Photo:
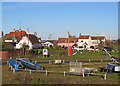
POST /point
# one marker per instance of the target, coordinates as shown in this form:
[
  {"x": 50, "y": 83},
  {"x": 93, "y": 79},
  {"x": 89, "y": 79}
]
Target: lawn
[
  {"x": 84, "y": 56},
  {"x": 23, "y": 77}
]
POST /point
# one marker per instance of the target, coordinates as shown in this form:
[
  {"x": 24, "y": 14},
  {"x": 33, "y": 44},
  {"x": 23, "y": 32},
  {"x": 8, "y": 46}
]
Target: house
[
  {"x": 83, "y": 42},
  {"x": 19, "y": 37},
  {"x": 63, "y": 42},
  {"x": 48, "y": 44},
  {"x": 87, "y": 42},
  {"x": 13, "y": 37}
]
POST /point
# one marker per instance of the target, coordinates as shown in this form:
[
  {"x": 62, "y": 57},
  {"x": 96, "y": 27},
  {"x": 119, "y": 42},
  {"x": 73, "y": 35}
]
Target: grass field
[
  {"x": 23, "y": 77},
  {"x": 84, "y": 56}
]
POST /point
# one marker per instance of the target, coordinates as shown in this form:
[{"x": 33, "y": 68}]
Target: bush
[
  {"x": 62, "y": 53},
  {"x": 39, "y": 51},
  {"x": 35, "y": 51},
  {"x": 57, "y": 47}
]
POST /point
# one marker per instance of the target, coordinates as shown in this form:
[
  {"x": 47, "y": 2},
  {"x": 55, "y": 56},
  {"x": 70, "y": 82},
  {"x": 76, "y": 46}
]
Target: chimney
[
  {"x": 19, "y": 30},
  {"x": 2, "y": 34},
  {"x": 80, "y": 35},
  {"x": 13, "y": 30},
  {"x": 27, "y": 31},
  {"x": 35, "y": 33}
]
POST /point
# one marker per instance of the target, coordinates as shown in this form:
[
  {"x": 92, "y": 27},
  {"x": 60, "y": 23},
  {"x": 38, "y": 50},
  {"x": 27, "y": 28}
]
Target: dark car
[{"x": 107, "y": 48}]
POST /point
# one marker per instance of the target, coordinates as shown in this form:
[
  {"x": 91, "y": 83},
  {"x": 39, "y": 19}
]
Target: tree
[
  {"x": 24, "y": 47},
  {"x": 101, "y": 45}
]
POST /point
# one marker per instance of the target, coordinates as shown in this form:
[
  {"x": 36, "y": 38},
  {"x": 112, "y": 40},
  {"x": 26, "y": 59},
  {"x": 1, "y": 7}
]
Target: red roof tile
[
  {"x": 97, "y": 37},
  {"x": 66, "y": 40}
]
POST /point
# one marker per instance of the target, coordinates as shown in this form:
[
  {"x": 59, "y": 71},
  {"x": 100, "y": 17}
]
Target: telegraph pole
[{"x": 68, "y": 43}]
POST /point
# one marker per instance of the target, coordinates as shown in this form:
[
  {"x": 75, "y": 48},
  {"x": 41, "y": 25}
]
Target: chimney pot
[
  {"x": 35, "y": 33},
  {"x": 27, "y": 31},
  {"x": 2, "y": 34},
  {"x": 19, "y": 30},
  {"x": 13, "y": 30}
]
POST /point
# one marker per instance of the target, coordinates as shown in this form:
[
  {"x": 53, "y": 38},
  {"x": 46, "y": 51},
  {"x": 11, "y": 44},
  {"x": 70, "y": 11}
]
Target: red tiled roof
[
  {"x": 39, "y": 38},
  {"x": 66, "y": 40},
  {"x": 97, "y": 37},
  {"x": 16, "y": 33},
  {"x": 84, "y": 37}
]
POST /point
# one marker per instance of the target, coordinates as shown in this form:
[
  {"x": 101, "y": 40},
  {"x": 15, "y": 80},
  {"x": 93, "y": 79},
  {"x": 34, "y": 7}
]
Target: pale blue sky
[{"x": 57, "y": 18}]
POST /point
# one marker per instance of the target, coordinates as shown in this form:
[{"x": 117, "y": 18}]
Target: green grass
[
  {"x": 23, "y": 77},
  {"x": 86, "y": 55}
]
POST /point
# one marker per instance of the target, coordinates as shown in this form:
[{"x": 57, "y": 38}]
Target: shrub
[
  {"x": 39, "y": 51},
  {"x": 62, "y": 53},
  {"x": 35, "y": 51}
]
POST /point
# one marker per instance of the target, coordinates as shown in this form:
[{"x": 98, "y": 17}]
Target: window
[
  {"x": 63, "y": 41},
  {"x": 73, "y": 41}
]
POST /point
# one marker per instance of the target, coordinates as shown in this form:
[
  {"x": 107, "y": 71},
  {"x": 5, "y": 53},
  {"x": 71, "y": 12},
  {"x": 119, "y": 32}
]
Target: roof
[
  {"x": 21, "y": 33},
  {"x": 97, "y": 37},
  {"x": 33, "y": 38},
  {"x": 70, "y": 40},
  {"x": 84, "y": 36},
  {"x": 11, "y": 37}
]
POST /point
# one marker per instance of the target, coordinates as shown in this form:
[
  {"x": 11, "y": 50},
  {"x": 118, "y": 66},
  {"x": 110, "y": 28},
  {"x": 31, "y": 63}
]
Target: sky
[{"x": 57, "y": 18}]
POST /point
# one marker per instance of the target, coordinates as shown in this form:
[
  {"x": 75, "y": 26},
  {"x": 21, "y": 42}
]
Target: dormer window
[
  {"x": 73, "y": 41},
  {"x": 63, "y": 41}
]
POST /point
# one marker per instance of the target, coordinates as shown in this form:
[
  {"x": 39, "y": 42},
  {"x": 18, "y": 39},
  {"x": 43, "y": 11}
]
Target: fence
[
  {"x": 62, "y": 72},
  {"x": 84, "y": 61}
]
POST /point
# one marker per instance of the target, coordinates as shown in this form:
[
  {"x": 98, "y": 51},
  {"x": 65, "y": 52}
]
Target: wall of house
[
  {"x": 24, "y": 40},
  {"x": 8, "y": 54},
  {"x": 65, "y": 44}
]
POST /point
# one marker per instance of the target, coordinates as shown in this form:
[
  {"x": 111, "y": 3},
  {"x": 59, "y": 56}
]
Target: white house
[
  {"x": 29, "y": 40},
  {"x": 48, "y": 44},
  {"x": 87, "y": 42}
]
^^^^^^^^
§ WORK TO BE COMPLETED
Leave the pictures out and return the rest of the listing exactly.

§ WRITTEN REPLY
Photo:
POST /point
# one marker per instance of the target, coordinates as shown in this form:
[
  {"x": 50, "y": 83},
  {"x": 93, "y": 79},
  {"x": 89, "y": 79}
]
Target: lawn
[
  {"x": 84, "y": 56},
  {"x": 23, "y": 77}
]
POST /point
# one marker per instance of the target, coordinates as shown in this form:
[
  {"x": 24, "y": 14},
  {"x": 33, "y": 44},
  {"x": 23, "y": 32},
  {"x": 8, "y": 46}
]
Target: house
[
  {"x": 83, "y": 42},
  {"x": 19, "y": 37},
  {"x": 63, "y": 42},
  {"x": 48, "y": 44},
  {"x": 87, "y": 42},
  {"x": 13, "y": 37}
]
POST /point
# one marker per instance of the target, coordinates as shown in this form:
[
  {"x": 62, "y": 57},
  {"x": 96, "y": 27},
  {"x": 119, "y": 42},
  {"x": 73, "y": 35}
]
Target: grass field
[
  {"x": 23, "y": 77},
  {"x": 84, "y": 56}
]
POST /point
# one marker per instance of the target, coordinates as shown in this form:
[{"x": 33, "y": 68}]
Target: bush
[
  {"x": 62, "y": 53},
  {"x": 39, "y": 51},
  {"x": 35, "y": 51},
  {"x": 57, "y": 47}
]
POST /point
# one marker per instance of the target, coordinates as shown in this form:
[
  {"x": 47, "y": 2},
  {"x": 55, "y": 56},
  {"x": 70, "y": 82},
  {"x": 76, "y": 46}
]
Target: chimney
[
  {"x": 19, "y": 30},
  {"x": 2, "y": 34},
  {"x": 80, "y": 35},
  {"x": 13, "y": 30},
  {"x": 27, "y": 31},
  {"x": 35, "y": 33}
]
POST /point
# one marker per instance of the target, coordinates as shown in this form:
[
  {"x": 92, "y": 27},
  {"x": 60, "y": 23},
  {"x": 38, "y": 50},
  {"x": 27, "y": 28}
]
Target: dark car
[{"x": 107, "y": 48}]
POST /point
# one marker per instance of the target, coordinates as shown in this form:
[
  {"x": 91, "y": 83},
  {"x": 39, "y": 19}
]
Target: tree
[
  {"x": 24, "y": 47},
  {"x": 101, "y": 45}
]
POST /point
# one marker per instance of the target, coordinates as shown in this form:
[
  {"x": 36, "y": 38},
  {"x": 112, "y": 40},
  {"x": 26, "y": 59},
  {"x": 1, "y": 7}
]
Target: red roof tile
[
  {"x": 97, "y": 37},
  {"x": 66, "y": 40}
]
POST /point
# one marker per instance of the target, coordinates as shown in this form:
[
  {"x": 59, "y": 71},
  {"x": 100, "y": 17}
]
Target: telegraph pole
[{"x": 68, "y": 43}]
POST /point
# one marker per instance of the target, coordinates as shown in this form:
[
  {"x": 75, "y": 48},
  {"x": 41, "y": 25}
]
Target: chimney pot
[
  {"x": 35, "y": 33},
  {"x": 27, "y": 31},
  {"x": 2, "y": 34},
  {"x": 19, "y": 30},
  {"x": 13, "y": 30}
]
POST /point
# one marker per instance of the target, coordinates as shown in this form:
[
  {"x": 53, "y": 38},
  {"x": 46, "y": 51},
  {"x": 11, "y": 44},
  {"x": 70, "y": 11}
]
Target: red tiled roof
[
  {"x": 39, "y": 38},
  {"x": 66, "y": 40},
  {"x": 97, "y": 37},
  {"x": 16, "y": 33},
  {"x": 84, "y": 37}
]
POST /point
# one marker per instance of the target, coordinates as shown in this form:
[
  {"x": 101, "y": 40},
  {"x": 15, "y": 80},
  {"x": 93, "y": 79},
  {"x": 34, "y": 7}
]
Target: pale blue sky
[{"x": 57, "y": 18}]
POST /point
# one marker per instance of the target, coordinates as shown in this form:
[{"x": 117, "y": 18}]
Target: green grass
[
  {"x": 23, "y": 77},
  {"x": 86, "y": 55}
]
POST /point
# one marker per instance of the target, coordinates as shown in this form:
[{"x": 57, "y": 38}]
Target: shrub
[
  {"x": 39, "y": 51},
  {"x": 62, "y": 53},
  {"x": 35, "y": 51}
]
POST /point
# one marker per instance of the target, coordinates as shown in this form:
[{"x": 98, "y": 17}]
Target: window
[
  {"x": 63, "y": 41},
  {"x": 73, "y": 41}
]
POST /point
# one marker per instance of the target, coordinates as shown in this form:
[
  {"x": 107, "y": 71},
  {"x": 5, "y": 53},
  {"x": 71, "y": 12},
  {"x": 119, "y": 32}
]
Target: roof
[
  {"x": 21, "y": 33},
  {"x": 97, "y": 37},
  {"x": 33, "y": 38},
  {"x": 70, "y": 40},
  {"x": 84, "y": 36},
  {"x": 11, "y": 37}
]
POST /point
# one marker per instance of the target, coordinates as shown in this form:
[
  {"x": 11, "y": 50},
  {"x": 118, "y": 66},
  {"x": 110, "y": 28},
  {"x": 31, "y": 63}
]
Target: sky
[{"x": 57, "y": 18}]
POST /point
# one marker per instance of the target, coordinates as shown in this form:
[
  {"x": 75, "y": 26},
  {"x": 21, "y": 42}
]
Target: dormer window
[
  {"x": 73, "y": 41},
  {"x": 63, "y": 41}
]
POST /point
# one marker per instance of the target, coordinates as shown in this form:
[
  {"x": 39, "y": 42},
  {"x": 18, "y": 39},
  {"x": 43, "y": 11}
]
Target: fence
[
  {"x": 62, "y": 72},
  {"x": 84, "y": 61}
]
POST /point
# one marker per instance of the target, coordinates as shown in this form:
[
  {"x": 98, "y": 51},
  {"x": 65, "y": 52}
]
Target: wall of house
[
  {"x": 24, "y": 40},
  {"x": 8, "y": 54},
  {"x": 65, "y": 44}
]
POST /point
# one marker per instance of the target, coordinates as shown in this form:
[
  {"x": 111, "y": 3},
  {"x": 59, "y": 56}
]
Target: white house
[
  {"x": 29, "y": 40},
  {"x": 48, "y": 44},
  {"x": 87, "y": 42}
]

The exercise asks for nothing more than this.